• Work to complete
Copy out every line below that contains the word "each". Case counts.
*** Available data
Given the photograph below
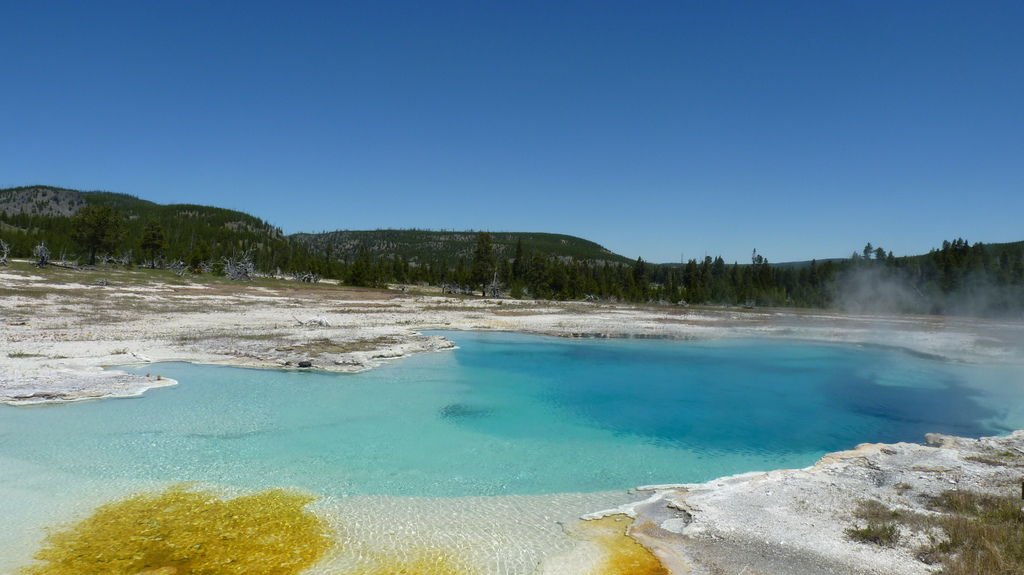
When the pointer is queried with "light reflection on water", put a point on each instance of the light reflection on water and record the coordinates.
******
*** Available data
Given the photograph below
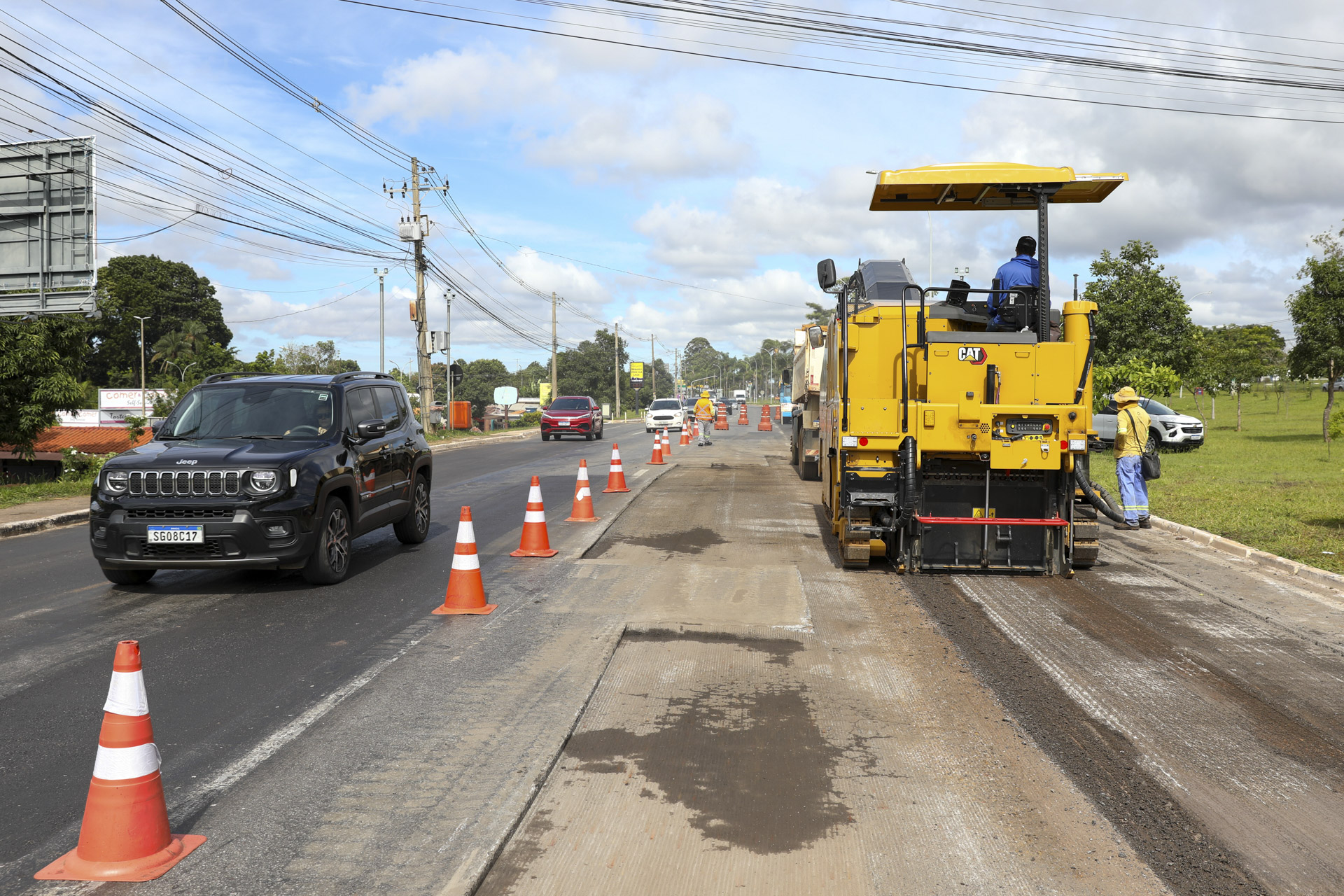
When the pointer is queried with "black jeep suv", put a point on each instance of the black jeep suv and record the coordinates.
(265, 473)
******
• Written reply
When the pointer is queried with "light reflection on water", put a point on each instance of the light reflection on water and record the coordinates.
When the pointer is queried with "black jeep suv", put a point on each instance of the black jeep suv and record the coordinates.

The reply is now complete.